Reproduce the entire blog post below on social media and the revolutions, word for word.

***** Passage shown

Archive for March, 2011

Facebook Revolution?

March 31, 2011

The protestors in Tahrir Square, Cairo, explicitly gave credit to Facebook and Twitter for sparking the revolution in Egypt, as well as others across the Middle East and North Africa. Does Facebook and Twitter deserve this credit? I think they earned a tiny little bit of credit, while the kids getting shot at and beaten deserve all the credit for overthrowing their dictators. Check out this animated video of a brief talk by Steven Pinker. He says individual knowledge is when everyone believes that the dictator sucks. But that’s not enough. Mutual knowledge is when everyone knows that everyone else also knows that the dictator sucks. Normally, the dictator would control all means of mass communication (TV, radio, press) and kill anyone who tried to spread word that the dictator is bad. But with the Internet this is practically impossible now. Using Facebook or Twitter a message such as “this dictator sucks!” can spread quickly through a key demographic (young protesters) and create mutual knowledge. So in that sense, social media is an uncontrollable means of mass communication that can help inspire and organize change. They deserve credit for this. But how might one build a website dedicated to inspiring revolutions? What would it look like? Facebook and Twitter would just help spread the message virally. I’m sure someone is putting it together now.

**********
***** Source material

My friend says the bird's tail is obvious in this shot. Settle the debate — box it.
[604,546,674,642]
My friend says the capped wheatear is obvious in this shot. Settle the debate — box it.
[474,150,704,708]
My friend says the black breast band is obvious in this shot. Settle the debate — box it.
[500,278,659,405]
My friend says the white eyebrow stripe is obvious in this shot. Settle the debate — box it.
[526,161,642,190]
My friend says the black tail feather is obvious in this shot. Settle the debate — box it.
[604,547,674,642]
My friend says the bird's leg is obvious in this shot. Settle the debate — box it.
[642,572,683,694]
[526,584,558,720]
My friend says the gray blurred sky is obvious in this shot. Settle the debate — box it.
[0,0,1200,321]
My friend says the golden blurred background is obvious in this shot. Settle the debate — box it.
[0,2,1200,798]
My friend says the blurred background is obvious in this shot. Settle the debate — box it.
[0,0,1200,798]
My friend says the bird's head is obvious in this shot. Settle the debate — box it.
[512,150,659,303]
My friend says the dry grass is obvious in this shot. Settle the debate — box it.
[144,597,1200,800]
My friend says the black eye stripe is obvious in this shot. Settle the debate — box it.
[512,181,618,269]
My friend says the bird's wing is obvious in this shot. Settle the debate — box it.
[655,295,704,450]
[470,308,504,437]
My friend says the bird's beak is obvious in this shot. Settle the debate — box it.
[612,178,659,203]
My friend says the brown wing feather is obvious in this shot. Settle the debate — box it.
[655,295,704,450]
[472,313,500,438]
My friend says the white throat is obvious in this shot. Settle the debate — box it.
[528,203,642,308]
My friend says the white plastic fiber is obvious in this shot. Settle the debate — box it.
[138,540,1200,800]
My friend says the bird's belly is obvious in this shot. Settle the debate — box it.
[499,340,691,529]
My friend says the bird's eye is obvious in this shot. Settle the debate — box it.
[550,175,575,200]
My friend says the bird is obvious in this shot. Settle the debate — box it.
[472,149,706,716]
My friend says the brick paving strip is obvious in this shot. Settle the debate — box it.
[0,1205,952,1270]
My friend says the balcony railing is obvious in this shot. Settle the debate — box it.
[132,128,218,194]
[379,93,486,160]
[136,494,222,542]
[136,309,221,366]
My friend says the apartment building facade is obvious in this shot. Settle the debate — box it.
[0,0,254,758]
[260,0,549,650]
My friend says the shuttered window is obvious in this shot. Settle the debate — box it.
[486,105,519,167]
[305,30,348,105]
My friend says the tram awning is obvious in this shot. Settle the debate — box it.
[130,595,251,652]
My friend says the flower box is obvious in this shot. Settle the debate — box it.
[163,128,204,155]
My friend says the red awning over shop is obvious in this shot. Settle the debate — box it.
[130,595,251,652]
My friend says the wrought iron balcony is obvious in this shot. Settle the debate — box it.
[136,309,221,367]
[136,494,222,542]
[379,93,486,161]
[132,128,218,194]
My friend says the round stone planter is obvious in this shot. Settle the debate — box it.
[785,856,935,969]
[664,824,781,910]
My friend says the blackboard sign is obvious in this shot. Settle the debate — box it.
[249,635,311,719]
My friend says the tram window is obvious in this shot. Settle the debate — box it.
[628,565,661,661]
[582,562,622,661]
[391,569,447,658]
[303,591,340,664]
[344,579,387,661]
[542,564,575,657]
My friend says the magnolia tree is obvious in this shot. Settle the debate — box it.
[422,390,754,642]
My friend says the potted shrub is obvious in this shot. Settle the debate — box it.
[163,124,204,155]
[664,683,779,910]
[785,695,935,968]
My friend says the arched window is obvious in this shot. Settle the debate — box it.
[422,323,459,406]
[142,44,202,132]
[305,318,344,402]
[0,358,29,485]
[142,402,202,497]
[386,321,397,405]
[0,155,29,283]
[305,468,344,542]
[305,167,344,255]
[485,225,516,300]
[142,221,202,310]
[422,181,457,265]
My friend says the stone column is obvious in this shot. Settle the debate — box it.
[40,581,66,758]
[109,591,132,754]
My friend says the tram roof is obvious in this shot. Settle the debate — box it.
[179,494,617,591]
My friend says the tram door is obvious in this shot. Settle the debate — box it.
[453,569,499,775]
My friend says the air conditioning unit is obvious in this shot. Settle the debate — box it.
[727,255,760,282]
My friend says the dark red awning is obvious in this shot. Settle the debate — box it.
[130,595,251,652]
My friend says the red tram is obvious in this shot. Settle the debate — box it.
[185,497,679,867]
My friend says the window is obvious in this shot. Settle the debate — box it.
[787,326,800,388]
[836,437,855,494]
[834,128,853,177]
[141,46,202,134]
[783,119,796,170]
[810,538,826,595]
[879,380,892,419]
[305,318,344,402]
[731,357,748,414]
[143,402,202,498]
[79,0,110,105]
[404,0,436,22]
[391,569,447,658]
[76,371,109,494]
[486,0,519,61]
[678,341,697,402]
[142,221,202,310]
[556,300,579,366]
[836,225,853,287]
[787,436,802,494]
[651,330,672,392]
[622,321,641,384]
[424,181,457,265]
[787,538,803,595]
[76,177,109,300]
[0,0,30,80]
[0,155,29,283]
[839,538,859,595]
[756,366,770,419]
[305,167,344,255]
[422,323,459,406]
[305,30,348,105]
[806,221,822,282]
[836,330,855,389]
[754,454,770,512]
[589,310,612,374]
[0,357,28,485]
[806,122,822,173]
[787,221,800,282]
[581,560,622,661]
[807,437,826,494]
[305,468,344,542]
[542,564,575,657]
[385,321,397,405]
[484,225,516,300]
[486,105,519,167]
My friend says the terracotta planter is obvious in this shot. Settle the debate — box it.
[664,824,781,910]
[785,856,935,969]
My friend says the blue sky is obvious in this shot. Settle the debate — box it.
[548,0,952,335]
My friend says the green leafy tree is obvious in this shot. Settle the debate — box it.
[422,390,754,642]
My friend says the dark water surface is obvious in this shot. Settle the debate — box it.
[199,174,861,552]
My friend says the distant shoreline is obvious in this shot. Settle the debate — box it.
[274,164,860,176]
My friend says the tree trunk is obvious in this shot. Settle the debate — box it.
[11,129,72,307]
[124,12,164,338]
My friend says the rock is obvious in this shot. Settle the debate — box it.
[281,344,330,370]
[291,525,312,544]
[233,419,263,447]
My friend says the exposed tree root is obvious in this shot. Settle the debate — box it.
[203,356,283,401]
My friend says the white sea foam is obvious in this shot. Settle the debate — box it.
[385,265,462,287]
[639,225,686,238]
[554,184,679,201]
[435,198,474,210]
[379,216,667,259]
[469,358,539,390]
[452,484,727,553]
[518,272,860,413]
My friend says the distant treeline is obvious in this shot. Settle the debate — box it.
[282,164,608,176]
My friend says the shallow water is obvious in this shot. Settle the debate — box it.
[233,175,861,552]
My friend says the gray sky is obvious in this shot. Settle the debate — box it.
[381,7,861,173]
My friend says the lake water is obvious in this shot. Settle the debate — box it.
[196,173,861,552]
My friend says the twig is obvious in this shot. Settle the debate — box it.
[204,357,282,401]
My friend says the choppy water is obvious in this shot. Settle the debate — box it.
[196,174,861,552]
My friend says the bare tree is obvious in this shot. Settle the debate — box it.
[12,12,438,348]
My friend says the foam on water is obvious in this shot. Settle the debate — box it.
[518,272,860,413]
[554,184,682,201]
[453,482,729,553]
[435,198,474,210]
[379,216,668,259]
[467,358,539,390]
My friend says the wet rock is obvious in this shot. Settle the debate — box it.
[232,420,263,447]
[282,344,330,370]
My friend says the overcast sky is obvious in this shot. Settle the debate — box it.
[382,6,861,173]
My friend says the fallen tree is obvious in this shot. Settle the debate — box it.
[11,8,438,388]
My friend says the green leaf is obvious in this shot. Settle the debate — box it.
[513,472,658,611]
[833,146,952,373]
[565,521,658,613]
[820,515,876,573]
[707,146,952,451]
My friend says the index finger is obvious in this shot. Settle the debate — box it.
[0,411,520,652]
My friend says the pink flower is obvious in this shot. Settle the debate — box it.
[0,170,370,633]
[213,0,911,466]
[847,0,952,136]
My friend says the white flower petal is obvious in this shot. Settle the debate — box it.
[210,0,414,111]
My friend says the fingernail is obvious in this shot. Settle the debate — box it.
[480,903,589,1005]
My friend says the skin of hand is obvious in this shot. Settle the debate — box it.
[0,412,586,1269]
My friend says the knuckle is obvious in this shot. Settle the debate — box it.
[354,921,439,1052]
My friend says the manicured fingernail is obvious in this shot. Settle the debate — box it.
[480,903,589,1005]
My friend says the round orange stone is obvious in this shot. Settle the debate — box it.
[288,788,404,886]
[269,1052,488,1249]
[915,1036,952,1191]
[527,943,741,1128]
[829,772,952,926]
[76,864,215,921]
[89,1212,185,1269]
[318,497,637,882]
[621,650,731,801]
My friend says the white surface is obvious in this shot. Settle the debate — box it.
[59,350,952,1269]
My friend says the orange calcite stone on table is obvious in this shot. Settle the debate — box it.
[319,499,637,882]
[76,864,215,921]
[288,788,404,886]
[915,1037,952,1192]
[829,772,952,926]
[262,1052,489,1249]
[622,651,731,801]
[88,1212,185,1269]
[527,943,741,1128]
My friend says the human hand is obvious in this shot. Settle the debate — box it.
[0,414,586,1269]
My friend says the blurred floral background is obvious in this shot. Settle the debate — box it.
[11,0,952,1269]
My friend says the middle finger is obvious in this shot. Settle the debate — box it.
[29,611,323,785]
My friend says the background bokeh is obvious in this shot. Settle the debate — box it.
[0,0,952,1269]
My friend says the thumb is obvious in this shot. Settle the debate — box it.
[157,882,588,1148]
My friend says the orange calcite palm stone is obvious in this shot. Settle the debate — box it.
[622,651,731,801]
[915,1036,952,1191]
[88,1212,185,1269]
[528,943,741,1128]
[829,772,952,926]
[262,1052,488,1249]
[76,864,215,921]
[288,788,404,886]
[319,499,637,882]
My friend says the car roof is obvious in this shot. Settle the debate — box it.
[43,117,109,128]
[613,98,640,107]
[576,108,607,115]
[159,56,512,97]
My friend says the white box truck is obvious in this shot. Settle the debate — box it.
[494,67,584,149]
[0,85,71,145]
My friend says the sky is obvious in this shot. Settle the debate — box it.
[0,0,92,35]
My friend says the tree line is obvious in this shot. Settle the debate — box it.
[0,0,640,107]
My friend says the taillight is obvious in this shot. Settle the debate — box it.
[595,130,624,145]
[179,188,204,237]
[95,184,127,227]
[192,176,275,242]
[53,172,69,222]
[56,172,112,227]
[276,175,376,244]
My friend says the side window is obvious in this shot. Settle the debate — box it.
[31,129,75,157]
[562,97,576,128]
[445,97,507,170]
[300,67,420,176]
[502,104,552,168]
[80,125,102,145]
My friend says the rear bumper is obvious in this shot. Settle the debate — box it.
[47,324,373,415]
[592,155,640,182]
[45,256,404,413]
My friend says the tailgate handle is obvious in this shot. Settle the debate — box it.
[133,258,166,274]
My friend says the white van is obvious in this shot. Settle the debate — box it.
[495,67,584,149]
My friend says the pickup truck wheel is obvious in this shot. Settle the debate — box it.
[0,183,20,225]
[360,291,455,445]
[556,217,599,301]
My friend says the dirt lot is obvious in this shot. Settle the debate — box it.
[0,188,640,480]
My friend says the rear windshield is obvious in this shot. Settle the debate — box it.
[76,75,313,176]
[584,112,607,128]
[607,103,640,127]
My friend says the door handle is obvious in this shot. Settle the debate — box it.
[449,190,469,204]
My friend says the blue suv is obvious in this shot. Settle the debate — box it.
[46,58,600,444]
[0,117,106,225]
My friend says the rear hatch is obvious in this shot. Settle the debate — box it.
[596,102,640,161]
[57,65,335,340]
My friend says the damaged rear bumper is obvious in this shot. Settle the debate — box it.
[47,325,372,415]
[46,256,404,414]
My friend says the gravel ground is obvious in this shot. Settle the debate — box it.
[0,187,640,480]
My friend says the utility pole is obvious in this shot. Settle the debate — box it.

**********

Task output:
Archive for March, 2011

Facebook Revolution?

March 31, 2011

The protestors in Tahrir Square, Cairo, explicitly gave credit to Facebook and Twitter for sparking the revolution in Egypt, as well as others across the Middle East and North Africa. Does Facebook and Twitter deserve this credit? I think they earned a tiny little bit of credit, while the kids getting shot at and beaten deserve all the credit for overthrowing their dictators. Check out this animated video of a brief talk by Steven Pinker. He says individual knowledge is when everyone believes that the dictator sucks. But that’s not enough. Mutual knowledge is when everyone knows that everyone else also knows that the dictator sucks. Normally, the dictator would control all means of mass communication (TV, radio, press) and kill anyone who tried to spread word that the dictator is bad. But with the Internet this is practically impossible now. Using Facebook or Twitter a message such as “this dictator sucks!” can spread quickly through a key demographic (young protesters) and create mutual knowledge. So in that sense, social media is an uncontrollable means of mass communication that can help inspire and organize change. They deserve credit for this. But how might one build a website dedicated to inspiring revolutions? What would it look like? Facebook and Twitter would just help spread the message virally. I’m sure someone is putting it together now.